*Task objective*.
Count how many lines in the material below contain the string "windshield". Reply with the number alone.

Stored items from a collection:
__________________________________________________
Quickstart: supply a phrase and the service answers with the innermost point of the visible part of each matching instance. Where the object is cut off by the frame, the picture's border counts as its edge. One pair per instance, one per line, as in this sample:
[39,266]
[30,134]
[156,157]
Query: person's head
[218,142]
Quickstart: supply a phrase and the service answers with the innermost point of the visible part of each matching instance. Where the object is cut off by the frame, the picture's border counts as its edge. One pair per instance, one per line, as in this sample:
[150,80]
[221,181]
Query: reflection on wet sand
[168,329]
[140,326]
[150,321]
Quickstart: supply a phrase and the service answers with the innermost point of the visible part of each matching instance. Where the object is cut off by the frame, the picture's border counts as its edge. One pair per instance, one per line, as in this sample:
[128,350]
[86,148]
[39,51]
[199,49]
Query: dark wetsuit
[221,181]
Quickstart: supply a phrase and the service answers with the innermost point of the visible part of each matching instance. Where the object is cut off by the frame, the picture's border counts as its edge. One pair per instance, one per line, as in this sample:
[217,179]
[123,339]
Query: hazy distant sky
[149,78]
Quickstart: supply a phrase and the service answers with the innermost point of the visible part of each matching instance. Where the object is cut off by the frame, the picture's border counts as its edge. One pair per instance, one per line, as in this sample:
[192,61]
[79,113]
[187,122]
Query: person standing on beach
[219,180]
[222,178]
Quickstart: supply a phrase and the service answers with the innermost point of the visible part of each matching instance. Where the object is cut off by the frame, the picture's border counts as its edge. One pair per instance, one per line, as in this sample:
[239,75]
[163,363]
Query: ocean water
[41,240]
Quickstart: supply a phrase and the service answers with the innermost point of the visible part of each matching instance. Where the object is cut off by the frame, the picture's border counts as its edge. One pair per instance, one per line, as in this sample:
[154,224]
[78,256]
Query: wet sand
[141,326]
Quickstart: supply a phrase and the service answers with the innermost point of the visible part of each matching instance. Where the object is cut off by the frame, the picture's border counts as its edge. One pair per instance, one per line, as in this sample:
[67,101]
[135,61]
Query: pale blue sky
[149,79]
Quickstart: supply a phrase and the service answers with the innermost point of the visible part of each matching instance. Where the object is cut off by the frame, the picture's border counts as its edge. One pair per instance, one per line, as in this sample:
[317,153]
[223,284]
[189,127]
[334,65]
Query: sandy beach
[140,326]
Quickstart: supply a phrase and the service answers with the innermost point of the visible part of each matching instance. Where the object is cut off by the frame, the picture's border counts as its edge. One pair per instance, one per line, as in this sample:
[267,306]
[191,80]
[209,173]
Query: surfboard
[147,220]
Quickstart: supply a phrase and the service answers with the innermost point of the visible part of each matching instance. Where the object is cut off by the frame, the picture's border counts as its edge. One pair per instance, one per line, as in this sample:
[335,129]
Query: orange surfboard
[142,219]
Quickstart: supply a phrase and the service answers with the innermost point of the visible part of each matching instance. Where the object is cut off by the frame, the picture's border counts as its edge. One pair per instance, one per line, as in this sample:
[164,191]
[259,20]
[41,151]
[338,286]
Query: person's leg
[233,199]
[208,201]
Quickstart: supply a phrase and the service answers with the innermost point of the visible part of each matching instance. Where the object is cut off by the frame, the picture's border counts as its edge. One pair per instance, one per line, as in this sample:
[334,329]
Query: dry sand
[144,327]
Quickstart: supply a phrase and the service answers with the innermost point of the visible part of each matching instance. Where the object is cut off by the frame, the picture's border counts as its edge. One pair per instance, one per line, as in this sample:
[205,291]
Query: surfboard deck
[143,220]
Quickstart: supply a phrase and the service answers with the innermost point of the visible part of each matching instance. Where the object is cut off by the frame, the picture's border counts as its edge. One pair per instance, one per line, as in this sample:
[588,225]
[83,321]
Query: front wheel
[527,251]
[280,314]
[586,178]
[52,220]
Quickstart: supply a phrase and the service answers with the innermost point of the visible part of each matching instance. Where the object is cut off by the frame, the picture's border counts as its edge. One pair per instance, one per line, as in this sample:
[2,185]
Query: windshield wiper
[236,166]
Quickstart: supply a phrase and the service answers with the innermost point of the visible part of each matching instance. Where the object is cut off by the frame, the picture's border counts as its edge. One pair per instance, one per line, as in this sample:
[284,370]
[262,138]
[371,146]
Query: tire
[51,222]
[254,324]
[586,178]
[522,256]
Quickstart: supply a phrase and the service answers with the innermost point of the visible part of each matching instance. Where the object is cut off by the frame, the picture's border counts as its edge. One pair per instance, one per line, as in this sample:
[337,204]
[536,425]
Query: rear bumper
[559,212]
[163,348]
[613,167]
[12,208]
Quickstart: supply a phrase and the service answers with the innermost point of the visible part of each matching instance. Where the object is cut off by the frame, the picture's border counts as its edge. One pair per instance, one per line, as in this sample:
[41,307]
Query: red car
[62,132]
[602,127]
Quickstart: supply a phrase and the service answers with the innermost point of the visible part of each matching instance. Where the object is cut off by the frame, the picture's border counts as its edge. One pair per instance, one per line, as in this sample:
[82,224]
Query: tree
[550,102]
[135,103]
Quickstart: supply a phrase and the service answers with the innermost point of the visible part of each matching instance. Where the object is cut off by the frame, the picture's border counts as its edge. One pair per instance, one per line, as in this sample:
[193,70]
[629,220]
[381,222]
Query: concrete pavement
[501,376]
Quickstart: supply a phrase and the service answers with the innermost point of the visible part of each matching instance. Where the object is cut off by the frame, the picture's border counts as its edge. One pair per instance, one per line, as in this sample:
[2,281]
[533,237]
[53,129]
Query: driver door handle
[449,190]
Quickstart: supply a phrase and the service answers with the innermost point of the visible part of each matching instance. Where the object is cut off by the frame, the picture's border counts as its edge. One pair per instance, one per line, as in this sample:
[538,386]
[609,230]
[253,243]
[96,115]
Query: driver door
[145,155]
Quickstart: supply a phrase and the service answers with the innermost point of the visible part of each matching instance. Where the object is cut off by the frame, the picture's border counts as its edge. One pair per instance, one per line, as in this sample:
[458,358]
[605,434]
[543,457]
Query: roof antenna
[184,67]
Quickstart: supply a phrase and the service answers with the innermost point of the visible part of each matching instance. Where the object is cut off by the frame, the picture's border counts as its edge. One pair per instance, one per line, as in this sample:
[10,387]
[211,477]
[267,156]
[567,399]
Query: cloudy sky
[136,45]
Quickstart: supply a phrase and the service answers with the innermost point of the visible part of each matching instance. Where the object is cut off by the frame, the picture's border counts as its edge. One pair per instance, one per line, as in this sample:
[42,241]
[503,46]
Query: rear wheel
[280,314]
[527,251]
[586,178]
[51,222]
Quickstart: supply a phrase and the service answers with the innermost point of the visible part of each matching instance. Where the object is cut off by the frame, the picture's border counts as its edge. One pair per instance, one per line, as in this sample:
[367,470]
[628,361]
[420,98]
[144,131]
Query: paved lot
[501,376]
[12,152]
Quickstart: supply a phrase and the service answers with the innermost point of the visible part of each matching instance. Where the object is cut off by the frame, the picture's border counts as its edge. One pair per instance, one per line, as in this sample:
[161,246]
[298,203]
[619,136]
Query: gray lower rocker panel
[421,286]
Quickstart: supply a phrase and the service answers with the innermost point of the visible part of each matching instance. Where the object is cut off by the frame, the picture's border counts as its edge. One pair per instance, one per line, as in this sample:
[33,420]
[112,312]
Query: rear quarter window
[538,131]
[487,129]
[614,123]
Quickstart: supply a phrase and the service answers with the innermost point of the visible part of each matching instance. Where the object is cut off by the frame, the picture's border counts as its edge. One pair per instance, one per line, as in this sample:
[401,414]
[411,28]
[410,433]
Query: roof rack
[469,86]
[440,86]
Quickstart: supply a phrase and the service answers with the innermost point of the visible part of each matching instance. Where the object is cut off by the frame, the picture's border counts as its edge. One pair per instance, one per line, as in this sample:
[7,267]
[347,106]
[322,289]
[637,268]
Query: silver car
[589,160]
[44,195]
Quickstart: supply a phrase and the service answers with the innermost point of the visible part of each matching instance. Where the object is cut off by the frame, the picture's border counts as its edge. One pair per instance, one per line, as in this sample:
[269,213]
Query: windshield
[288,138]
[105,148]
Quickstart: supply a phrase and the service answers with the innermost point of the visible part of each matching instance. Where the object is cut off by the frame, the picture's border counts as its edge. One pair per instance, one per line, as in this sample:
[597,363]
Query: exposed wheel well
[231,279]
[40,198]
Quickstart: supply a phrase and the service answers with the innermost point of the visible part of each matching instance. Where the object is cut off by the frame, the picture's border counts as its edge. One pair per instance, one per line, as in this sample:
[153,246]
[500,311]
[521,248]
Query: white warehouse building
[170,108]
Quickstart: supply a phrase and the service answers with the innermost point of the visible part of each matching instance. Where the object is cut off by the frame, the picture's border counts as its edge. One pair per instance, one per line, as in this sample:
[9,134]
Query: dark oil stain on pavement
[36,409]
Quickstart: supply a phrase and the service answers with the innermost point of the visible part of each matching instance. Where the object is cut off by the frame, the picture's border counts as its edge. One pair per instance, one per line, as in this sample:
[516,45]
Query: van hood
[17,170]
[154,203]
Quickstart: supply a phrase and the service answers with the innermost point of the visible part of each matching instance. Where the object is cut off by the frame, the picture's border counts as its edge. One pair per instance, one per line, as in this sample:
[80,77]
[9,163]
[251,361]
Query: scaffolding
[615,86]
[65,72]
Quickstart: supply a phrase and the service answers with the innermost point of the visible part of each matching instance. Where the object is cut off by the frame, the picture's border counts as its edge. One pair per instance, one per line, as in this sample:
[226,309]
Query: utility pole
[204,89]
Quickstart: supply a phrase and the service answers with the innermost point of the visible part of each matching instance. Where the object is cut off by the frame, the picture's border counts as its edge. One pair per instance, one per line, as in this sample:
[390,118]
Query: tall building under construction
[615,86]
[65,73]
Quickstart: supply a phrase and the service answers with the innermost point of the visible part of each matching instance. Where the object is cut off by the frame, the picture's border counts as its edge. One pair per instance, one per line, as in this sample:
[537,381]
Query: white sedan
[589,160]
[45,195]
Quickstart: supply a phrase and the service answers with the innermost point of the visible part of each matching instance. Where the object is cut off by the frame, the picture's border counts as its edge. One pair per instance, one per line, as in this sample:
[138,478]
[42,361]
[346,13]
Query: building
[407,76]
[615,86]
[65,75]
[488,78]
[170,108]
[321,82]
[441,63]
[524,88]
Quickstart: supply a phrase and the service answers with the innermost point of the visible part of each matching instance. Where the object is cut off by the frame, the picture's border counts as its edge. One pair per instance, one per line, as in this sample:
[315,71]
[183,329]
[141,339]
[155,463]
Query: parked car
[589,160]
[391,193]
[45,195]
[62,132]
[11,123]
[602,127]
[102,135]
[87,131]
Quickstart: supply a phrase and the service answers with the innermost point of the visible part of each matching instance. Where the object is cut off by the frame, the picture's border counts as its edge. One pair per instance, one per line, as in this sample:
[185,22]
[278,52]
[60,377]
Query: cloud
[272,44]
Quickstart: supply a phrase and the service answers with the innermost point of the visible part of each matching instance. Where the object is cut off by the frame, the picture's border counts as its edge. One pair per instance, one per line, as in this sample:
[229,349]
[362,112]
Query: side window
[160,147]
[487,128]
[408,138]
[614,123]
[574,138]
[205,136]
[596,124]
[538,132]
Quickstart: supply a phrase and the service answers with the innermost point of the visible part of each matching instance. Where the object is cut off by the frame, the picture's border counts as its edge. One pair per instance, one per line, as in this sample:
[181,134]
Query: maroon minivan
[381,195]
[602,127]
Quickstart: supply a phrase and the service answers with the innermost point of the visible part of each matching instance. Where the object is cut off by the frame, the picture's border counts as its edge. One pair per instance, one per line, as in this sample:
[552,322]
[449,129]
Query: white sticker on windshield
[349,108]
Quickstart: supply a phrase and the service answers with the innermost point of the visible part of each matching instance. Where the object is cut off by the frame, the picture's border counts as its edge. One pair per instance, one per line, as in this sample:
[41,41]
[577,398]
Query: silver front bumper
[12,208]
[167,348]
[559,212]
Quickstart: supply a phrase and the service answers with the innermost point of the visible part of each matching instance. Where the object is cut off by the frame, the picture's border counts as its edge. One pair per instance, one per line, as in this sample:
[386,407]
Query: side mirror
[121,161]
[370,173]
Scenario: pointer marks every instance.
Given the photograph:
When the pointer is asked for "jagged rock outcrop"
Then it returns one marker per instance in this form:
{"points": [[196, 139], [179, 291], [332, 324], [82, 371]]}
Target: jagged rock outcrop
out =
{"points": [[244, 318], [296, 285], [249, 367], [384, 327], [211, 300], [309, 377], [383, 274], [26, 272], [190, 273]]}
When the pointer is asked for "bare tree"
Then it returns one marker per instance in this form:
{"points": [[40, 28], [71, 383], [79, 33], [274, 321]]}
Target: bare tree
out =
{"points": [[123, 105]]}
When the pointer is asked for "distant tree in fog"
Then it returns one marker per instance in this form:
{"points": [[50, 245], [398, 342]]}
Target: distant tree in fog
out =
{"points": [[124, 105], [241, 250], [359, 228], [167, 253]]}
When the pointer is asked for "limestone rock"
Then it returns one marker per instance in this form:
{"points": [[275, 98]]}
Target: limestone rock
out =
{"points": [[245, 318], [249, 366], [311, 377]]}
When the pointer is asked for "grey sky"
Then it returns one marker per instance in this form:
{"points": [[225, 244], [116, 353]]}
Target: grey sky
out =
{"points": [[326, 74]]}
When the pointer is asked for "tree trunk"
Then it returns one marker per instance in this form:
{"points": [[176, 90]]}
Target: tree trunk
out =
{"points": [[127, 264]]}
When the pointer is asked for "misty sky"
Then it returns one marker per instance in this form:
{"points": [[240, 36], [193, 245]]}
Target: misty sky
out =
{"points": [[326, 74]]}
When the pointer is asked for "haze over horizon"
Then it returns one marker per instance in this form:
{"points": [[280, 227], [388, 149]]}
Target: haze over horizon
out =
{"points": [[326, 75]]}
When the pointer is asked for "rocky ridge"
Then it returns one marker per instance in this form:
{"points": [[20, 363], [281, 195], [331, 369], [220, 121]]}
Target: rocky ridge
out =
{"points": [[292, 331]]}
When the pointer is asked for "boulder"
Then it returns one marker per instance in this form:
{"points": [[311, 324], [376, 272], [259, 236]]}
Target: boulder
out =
__________________________________________________
*Answer to the exercise*.
3